-- Provided data --

>>

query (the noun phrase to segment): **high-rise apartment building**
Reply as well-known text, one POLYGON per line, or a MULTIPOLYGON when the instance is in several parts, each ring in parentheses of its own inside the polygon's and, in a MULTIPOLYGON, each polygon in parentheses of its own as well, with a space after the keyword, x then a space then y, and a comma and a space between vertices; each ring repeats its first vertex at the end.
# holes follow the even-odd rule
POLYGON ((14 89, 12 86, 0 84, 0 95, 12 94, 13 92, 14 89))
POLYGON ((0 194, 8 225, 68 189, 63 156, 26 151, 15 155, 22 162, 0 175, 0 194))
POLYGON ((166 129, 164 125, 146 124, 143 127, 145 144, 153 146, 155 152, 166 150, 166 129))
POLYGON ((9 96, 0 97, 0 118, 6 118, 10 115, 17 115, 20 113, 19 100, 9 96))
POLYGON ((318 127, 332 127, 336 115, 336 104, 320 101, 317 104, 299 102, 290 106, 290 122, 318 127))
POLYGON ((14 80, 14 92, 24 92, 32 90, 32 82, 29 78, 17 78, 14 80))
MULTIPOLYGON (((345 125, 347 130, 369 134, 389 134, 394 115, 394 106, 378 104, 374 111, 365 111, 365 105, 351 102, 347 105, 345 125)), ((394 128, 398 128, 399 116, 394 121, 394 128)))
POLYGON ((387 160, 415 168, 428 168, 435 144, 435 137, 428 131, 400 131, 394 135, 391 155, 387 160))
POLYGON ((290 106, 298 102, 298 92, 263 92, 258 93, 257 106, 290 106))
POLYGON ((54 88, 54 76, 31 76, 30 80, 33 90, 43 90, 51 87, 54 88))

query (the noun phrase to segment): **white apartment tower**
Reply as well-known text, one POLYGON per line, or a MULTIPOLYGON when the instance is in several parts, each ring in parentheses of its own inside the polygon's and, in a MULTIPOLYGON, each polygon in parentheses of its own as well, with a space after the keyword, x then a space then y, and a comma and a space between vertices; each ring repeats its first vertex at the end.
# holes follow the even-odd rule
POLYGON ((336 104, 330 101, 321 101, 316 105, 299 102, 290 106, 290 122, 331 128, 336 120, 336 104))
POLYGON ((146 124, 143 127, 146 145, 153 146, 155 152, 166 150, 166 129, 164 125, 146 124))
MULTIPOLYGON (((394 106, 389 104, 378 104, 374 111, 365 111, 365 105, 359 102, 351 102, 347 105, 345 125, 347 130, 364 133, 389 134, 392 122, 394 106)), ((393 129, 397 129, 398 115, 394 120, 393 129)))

<<

-- Set exercise --
Can you reproduce all of the records above line for line, without changing anything?

-- Task output --
query (the noun phrase to segment): **high-rise apartment building**
Reply as well-known text, one POLYGON per line, or a MULTIPOLYGON when the instance is in several parts, each ring in parentheses of its own inside the polygon's and, in a MULTIPOLYGON, each polygon in parentheses of its own as well, with a space after the keyword, x then a space then y, and a comma and a space between vertices; each ring repeats its first vertex at the end.
# holes follow the even-odd rule
POLYGON ((14 89, 12 86, 0 84, 0 95, 12 94, 13 92, 14 89))
POLYGON ((0 194, 8 225, 68 189, 63 156, 26 151, 15 155, 22 162, 0 175, 0 194))
POLYGON ((166 129, 164 125, 146 124, 143 127, 145 144, 153 146, 155 152, 166 150, 166 129))
POLYGON ((9 96, 0 97, 0 118, 6 118, 10 115, 17 115, 20 113, 19 100, 9 96))
POLYGON ((318 127, 332 127, 336 115, 336 104, 320 101, 317 104, 299 102, 290 106, 290 122, 318 127))
POLYGON ((14 80, 14 92, 24 92, 32 90, 32 82, 29 78, 17 78, 14 80))
MULTIPOLYGON (((345 125, 347 130, 369 134, 389 134, 394 115, 394 106, 378 104, 374 111, 365 111, 365 105, 351 102, 347 105, 345 125)), ((394 128, 398 128, 399 116, 394 121, 394 128)))
POLYGON ((387 160, 415 168, 428 168, 435 144, 435 137, 428 131, 400 131, 394 135, 391 155, 387 160))
POLYGON ((290 106, 298 102, 298 92, 263 92, 258 93, 257 106, 290 106))
POLYGON ((54 88, 54 76, 31 76, 30 80, 33 90, 43 90, 51 87, 54 88))

query (the noun phrase to segment): **white apartment tower**
Reply as well-known text, one POLYGON per line, or a MULTIPOLYGON when the instance is in several parts, each ring in parentheses of its own inside the polygon's and, in a MULTIPOLYGON, each polygon in parentheses of its own as well, with a space after the keyword, x then a space then y, and a comma and a space between vertices; each ring repeats its first vertex at the end.
# holes follow the even-odd rule
POLYGON ((336 104, 330 101, 321 101, 316 105, 299 102, 290 106, 290 122, 331 128, 336 120, 336 104))
POLYGON ((146 124, 143 127, 146 145, 153 146, 155 152, 166 150, 166 129, 164 125, 146 124))
MULTIPOLYGON (((394 106, 389 104, 378 104, 374 111, 365 111, 365 105, 359 102, 351 102, 347 105, 345 125, 347 130, 364 133, 389 134, 392 122, 394 106)), ((393 129, 397 129, 398 115, 394 120, 393 129)))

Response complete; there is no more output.